**What is expected**
Return all entries verbatim; skip any pictures.

**Data supplied**
===

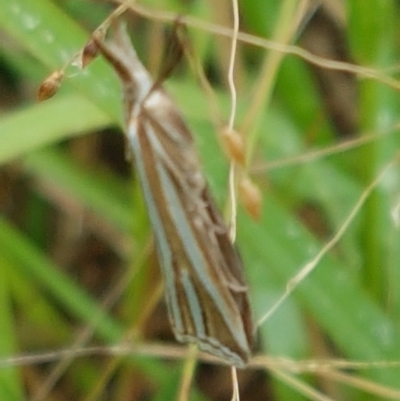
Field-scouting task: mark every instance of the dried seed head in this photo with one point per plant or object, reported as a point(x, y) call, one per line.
point(234, 145)
point(50, 85)
point(251, 197)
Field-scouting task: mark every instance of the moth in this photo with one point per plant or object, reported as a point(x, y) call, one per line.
point(205, 290)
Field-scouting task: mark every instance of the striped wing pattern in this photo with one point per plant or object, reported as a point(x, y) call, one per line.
point(206, 292)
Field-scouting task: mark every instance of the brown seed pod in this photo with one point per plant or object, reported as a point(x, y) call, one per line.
point(50, 85)
point(251, 197)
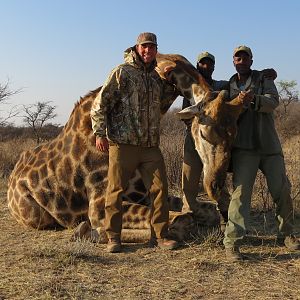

===

**Written solution**
Field-scouting task: mark every instance of the dried seed head in this photo with one point per plant or object, reported as a point(x, y) call, one per line.
point(234, 145)
point(50, 85)
point(251, 197)
Field-scouting task: mark every instance of the moth in this photo with one point per plant or object, reported as a point(x, y) call, one per line.
point(205, 290)
Field-scouting task: mark every instance of the striped wing pattern in this photo with one point per plant or object, reported as a point(x, y) call, one per line.
point(206, 292)
Field-scouting task: mark every instance of the brown seed pod in this photo with one point per plant or object, reported as a point(x, y) call, one per line.
point(50, 85)
point(251, 197)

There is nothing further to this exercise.